(Collection entries)
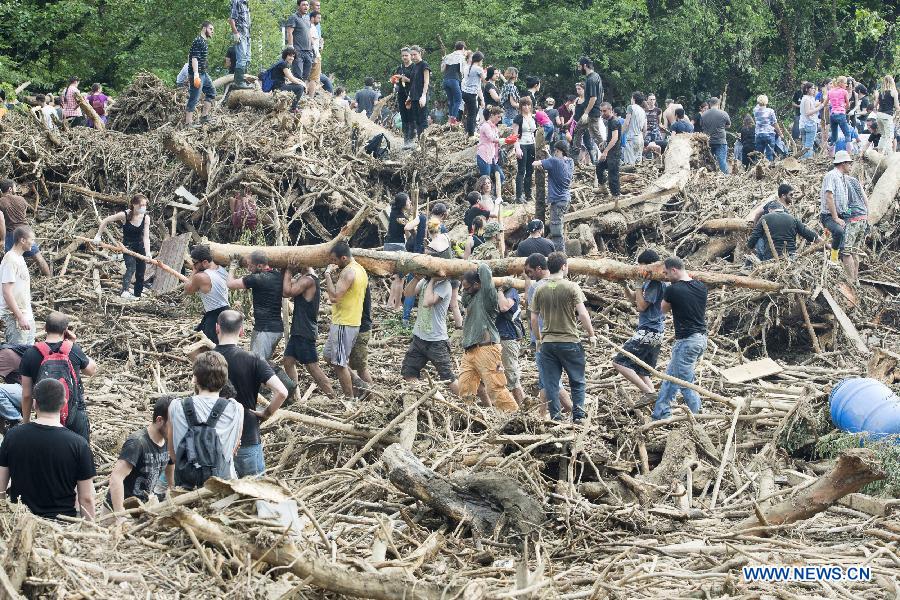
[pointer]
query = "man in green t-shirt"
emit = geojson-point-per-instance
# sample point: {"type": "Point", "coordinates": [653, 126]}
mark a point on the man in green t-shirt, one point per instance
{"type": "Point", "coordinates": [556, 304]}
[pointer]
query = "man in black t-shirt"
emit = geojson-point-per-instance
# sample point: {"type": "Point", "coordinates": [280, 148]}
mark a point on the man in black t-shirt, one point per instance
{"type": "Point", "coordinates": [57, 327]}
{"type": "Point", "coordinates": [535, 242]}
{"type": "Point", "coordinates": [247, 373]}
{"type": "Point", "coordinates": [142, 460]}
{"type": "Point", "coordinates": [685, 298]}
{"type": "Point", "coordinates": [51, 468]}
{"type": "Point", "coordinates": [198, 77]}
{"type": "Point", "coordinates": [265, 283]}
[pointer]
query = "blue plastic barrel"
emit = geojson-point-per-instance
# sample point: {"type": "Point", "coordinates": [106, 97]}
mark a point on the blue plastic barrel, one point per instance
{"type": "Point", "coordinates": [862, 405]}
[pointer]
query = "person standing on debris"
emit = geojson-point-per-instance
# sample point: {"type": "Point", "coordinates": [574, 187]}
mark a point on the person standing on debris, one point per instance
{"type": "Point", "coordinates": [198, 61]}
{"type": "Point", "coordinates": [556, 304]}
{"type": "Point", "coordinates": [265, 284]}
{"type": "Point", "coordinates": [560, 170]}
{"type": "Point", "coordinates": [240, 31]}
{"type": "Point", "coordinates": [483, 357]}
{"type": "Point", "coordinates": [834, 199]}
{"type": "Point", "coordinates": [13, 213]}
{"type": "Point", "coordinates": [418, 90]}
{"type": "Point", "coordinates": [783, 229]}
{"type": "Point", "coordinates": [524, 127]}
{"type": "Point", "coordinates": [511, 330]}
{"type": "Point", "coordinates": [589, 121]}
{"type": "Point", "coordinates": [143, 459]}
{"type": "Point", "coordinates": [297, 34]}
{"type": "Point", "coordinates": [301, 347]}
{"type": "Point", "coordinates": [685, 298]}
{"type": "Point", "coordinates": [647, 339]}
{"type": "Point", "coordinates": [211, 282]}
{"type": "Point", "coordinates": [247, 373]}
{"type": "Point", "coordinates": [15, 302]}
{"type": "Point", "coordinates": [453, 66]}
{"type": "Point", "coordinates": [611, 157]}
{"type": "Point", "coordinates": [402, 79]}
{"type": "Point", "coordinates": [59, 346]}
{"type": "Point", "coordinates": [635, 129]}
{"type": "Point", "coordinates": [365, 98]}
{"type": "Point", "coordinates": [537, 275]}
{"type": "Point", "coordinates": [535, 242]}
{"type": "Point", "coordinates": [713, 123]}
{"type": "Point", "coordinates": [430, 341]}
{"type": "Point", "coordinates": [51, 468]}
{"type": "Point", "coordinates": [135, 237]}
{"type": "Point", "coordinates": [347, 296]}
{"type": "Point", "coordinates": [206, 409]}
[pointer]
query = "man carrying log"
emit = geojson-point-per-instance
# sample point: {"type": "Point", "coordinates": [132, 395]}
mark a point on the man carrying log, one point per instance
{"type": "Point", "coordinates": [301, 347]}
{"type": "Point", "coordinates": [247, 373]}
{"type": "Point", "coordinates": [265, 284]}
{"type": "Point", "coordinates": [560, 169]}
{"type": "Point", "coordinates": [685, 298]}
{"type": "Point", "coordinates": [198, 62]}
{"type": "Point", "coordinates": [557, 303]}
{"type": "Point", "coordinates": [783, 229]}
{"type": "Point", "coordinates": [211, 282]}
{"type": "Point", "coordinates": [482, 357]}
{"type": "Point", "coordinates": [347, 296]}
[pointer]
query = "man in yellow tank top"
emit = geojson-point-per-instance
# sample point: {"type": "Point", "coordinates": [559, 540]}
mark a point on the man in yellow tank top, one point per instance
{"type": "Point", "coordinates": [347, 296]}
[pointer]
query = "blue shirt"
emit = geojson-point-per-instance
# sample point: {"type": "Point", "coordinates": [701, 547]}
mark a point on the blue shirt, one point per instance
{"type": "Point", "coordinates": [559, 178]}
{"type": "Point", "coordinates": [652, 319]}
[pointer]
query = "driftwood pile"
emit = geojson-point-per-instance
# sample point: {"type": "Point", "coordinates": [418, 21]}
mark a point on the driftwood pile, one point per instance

■ Task requirements: Repeat the material above verbatim. Leave the pictures behind.

■ Answer to this problem:
[pointer]
query = "man in green t-shirt"
emit = geojson-point-per-instance
# sample point: {"type": "Point", "coordinates": [653, 126]}
mark a point on the man in green t-shirt, one point per instance
{"type": "Point", "coordinates": [556, 304]}
[pointer]
query = "man in black t-shirt"
emit = geojson-point-per-instance
# sample point: {"type": "Point", "coordinates": [280, 148]}
mark a point on the man in black t-shirt, one point per instance
{"type": "Point", "coordinates": [57, 327]}
{"type": "Point", "coordinates": [535, 242]}
{"type": "Point", "coordinates": [247, 373]}
{"type": "Point", "coordinates": [142, 460]}
{"type": "Point", "coordinates": [685, 298]}
{"type": "Point", "coordinates": [51, 468]}
{"type": "Point", "coordinates": [198, 77]}
{"type": "Point", "coordinates": [265, 283]}
[pointer]
query = "blue plastic barrel"
emit = geojson-point-per-instance
# sample point: {"type": "Point", "coordinates": [106, 97]}
mark a point on the blue plastic barrel, one point per instance
{"type": "Point", "coordinates": [862, 405]}
[pointer]
query = "person standing on debris"
emit = geojson-point-per-instance
# sample point: {"type": "Point", "coordinates": [574, 187]}
mark a point on the person standing on debris, one point per instance
{"type": "Point", "coordinates": [198, 61]}
{"type": "Point", "coordinates": [556, 304]}
{"type": "Point", "coordinates": [265, 284]}
{"type": "Point", "coordinates": [560, 170]}
{"type": "Point", "coordinates": [240, 31]}
{"type": "Point", "coordinates": [483, 357]}
{"type": "Point", "coordinates": [834, 199]}
{"type": "Point", "coordinates": [13, 213]}
{"type": "Point", "coordinates": [418, 90]}
{"type": "Point", "coordinates": [783, 229]}
{"type": "Point", "coordinates": [524, 127]}
{"type": "Point", "coordinates": [511, 330]}
{"type": "Point", "coordinates": [589, 121]}
{"type": "Point", "coordinates": [143, 459]}
{"type": "Point", "coordinates": [297, 34]}
{"type": "Point", "coordinates": [301, 347]}
{"type": "Point", "coordinates": [685, 298]}
{"type": "Point", "coordinates": [647, 339]}
{"type": "Point", "coordinates": [211, 282]}
{"type": "Point", "coordinates": [247, 373]}
{"type": "Point", "coordinates": [15, 302]}
{"type": "Point", "coordinates": [453, 66]}
{"type": "Point", "coordinates": [611, 157]}
{"type": "Point", "coordinates": [402, 79]}
{"type": "Point", "coordinates": [59, 346]}
{"type": "Point", "coordinates": [635, 129]}
{"type": "Point", "coordinates": [365, 98]}
{"type": "Point", "coordinates": [537, 275]}
{"type": "Point", "coordinates": [535, 242]}
{"type": "Point", "coordinates": [713, 123]}
{"type": "Point", "coordinates": [430, 341]}
{"type": "Point", "coordinates": [51, 468]}
{"type": "Point", "coordinates": [135, 237]}
{"type": "Point", "coordinates": [347, 296]}
{"type": "Point", "coordinates": [206, 409]}
[pointer]
query = "man carrying log"
emit = geojson-point-per-instance
# sample point: {"type": "Point", "coordinates": [132, 395]}
mark a point on the man carrying log, one point per instance
{"type": "Point", "coordinates": [301, 347]}
{"type": "Point", "coordinates": [247, 373]}
{"type": "Point", "coordinates": [265, 284]}
{"type": "Point", "coordinates": [560, 169]}
{"type": "Point", "coordinates": [685, 298]}
{"type": "Point", "coordinates": [198, 62]}
{"type": "Point", "coordinates": [557, 303]}
{"type": "Point", "coordinates": [783, 229]}
{"type": "Point", "coordinates": [211, 282]}
{"type": "Point", "coordinates": [482, 357]}
{"type": "Point", "coordinates": [347, 296]}
[pointer]
query = "man in yellow tank top"
emit = geojson-point-per-instance
# sample point: {"type": "Point", "coordinates": [559, 540]}
mark a point on the man in yellow tank top, one point per instance
{"type": "Point", "coordinates": [347, 296]}
[pointer]
query = "blue shirt"
emit = geojson-point-per-instance
# sample point: {"type": "Point", "coordinates": [701, 547]}
mark a point on the blue shirt, one point per instance
{"type": "Point", "coordinates": [559, 178]}
{"type": "Point", "coordinates": [652, 319]}
[pointer]
query = "driftwood pile"
emit = geojson-point-per-instance
# sample point: {"type": "Point", "coordinates": [418, 21]}
mark a point on the driftwood pile, one point per instance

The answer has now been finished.